Give every entry again, word for word and in full.

Source records
:::

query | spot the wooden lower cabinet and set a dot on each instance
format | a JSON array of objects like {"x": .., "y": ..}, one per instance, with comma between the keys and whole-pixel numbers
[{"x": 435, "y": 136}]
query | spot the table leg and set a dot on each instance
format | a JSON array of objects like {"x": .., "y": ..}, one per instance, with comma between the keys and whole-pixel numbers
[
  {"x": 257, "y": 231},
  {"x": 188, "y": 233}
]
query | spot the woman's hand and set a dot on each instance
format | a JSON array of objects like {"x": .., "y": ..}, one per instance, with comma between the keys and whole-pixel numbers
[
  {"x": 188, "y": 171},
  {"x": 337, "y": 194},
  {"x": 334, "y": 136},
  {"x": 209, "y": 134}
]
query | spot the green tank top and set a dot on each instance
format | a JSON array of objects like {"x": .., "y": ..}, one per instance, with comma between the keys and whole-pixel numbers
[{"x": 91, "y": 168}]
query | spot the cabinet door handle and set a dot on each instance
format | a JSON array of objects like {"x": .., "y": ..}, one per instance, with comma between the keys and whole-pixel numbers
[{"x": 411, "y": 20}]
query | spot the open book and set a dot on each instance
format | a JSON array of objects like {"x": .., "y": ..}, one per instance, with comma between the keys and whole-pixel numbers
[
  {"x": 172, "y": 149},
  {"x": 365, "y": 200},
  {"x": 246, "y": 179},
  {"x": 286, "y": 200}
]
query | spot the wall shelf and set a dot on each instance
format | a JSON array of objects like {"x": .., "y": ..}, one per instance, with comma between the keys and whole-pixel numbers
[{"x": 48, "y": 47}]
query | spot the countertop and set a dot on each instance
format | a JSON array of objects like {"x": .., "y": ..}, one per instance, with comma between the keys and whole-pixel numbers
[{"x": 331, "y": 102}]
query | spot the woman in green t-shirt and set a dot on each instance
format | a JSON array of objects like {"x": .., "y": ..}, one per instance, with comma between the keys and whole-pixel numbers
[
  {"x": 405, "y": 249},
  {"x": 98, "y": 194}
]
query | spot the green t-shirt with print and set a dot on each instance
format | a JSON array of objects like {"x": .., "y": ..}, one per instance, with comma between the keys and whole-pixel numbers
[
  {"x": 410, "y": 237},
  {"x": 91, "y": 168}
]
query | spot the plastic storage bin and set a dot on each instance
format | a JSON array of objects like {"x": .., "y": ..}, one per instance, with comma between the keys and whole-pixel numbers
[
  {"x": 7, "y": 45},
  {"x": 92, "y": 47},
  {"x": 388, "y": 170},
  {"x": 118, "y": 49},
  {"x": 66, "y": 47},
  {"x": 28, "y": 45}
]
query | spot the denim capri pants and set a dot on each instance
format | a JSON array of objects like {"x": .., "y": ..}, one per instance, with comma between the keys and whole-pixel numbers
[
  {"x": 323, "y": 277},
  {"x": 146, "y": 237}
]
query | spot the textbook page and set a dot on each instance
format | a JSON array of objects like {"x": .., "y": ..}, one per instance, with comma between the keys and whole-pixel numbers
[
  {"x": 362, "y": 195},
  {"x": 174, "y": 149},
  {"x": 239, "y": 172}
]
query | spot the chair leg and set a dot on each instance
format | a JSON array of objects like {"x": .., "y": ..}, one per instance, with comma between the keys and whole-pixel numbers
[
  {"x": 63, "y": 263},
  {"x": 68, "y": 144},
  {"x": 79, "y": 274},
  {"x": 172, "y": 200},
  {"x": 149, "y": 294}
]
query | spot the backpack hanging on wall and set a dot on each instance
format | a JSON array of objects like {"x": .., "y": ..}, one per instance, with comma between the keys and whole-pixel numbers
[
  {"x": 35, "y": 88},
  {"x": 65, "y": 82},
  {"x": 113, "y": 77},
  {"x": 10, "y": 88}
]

:::

_Solution below:_
query | spot the wooden lower cabinet and set a dot on each instance
format | a JSON array of objects like {"x": .., "y": ..}, one per instance, with comma between the keys and whole-pixel numbers
[{"x": 435, "y": 136}]
query | spot the table leg and set a dot on each instance
format | a JSON array of objects like {"x": .., "y": ..}, one per instance, with comma between the keys and whole-pixel numbers
[
  {"x": 257, "y": 231},
  {"x": 188, "y": 233}
]
query | spot the woman's hand and set a dot on each instance
format | a JSON array of objects like {"x": .., "y": ..}, one per instance, with comma between the keys and whole-pixel numbers
[
  {"x": 188, "y": 171},
  {"x": 337, "y": 194},
  {"x": 334, "y": 136},
  {"x": 209, "y": 134}
]
query | spot the green tank top and set a dot on each instance
format | a JSON array of objects like {"x": .., "y": ..}, one per instance, with comma between the keys and whole-pixel numbers
[{"x": 91, "y": 168}]
query | spot the cabinet door handle and set a dot on each instance
format | a JSON array of objects like {"x": .., "y": ..}, one per instance, with comma between the keys and whole-pixel numbers
[{"x": 411, "y": 20}]
query | spot the open book and set a dot on each instance
format | a JSON array of objects like {"x": .., "y": ..}, one per instance, with comma between the keys and whole-pixel numbers
[
  {"x": 172, "y": 149},
  {"x": 365, "y": 200},
  {"x": 246, "y": 179},
  {"x": 286, "y": 200}
]
query | spot the wall shelf and set a dot on each instance
format | a JSON array of objects like {"x": .., "y": ..}, one per instance, with comma between the keys and whole-pixel numbers
[{"x": 48, "y": 47}]
query | spot the countertop and set a dot on each instance
format | a JSON array of objects like {"x": .., "y": ..}, one per instance, with comma between the keys and whole-pixel numbers
[{"x": 331, "y": 102}]
query | spot the woman in green t-shirt and set a dot on each instance
format | a JSON array of objects like {"x": .., "y": ..}, one per instance, with comma between the keys and whole-pixel numbers
[
  {"x": 405, "y": 249},
  {"x": 98, "y": 194}
]
query | spot the green t-shirt with print and set a dot on each instance
format | a JSON array of objects like {"x": .., "y": ..}, one per instance, with comma between the keys and whole-pixel numbers
[
  {"x": 410, "y": 237},
  {"x": 91, "y": 168}
]
query | spot the plastic storage bin and set a dot on each instance
format | a JSON array of objects like {"x": .., "y": ..}, one per instance, with comma between the keys and whole-pixel numbers
[
  {"x": 7, "y": 45},
  {"x": 92, "y": 47},
  {"x": 388, "y": 170},
  {"x": 118, "y": 49},
  {"x": 66, "y": 47},
  {"x": 28, "y": 45}
]
query | spot the denim capri pants and set a dot on each instance
format | a JSON array of objects like {"x": .., "y": ..}, one per instance, with comma between the keys and whole-pixel numbers
[
  {"x": 323, "y": 277},
  {"x": 146, "y": 237}
]
query | spot the textbook page and set a dot on each instance
format | a JSON array of objects like {"x": .., "y": ..}, one per instance, with comma between the keys and whole-pixel numbers
[
  {"x": 362, "y": 195},
  {"x": 174, "y": 149},
  {"x": 239, "y": 172}
]
query | spot the chair leg and set a dot on each instance
format | a JSON array of objects like {"x": .., "y": ..}, one per instance, with comma between the keys and whole-pixel numbers
[
  {"x": 63, "y": 263},
  {"x": 68, "y": 144},
  {"x": 79, "y": 274},
  {"x": 172, "y": 200},
  {"x": 149, "y": 294}
]
query | spot the backpack hanging on wall and set a dot on each instance
format | a JSON array of objects like {"x": .., "y": ..}, one per instance, with comma between the keys and whole-pixel numbers
[
  {"x": 35, "y": 88},
  {"x": 65, "y": 82},
  {"x": 113, "y": 77},
  {"x": 10, "y": 88}
]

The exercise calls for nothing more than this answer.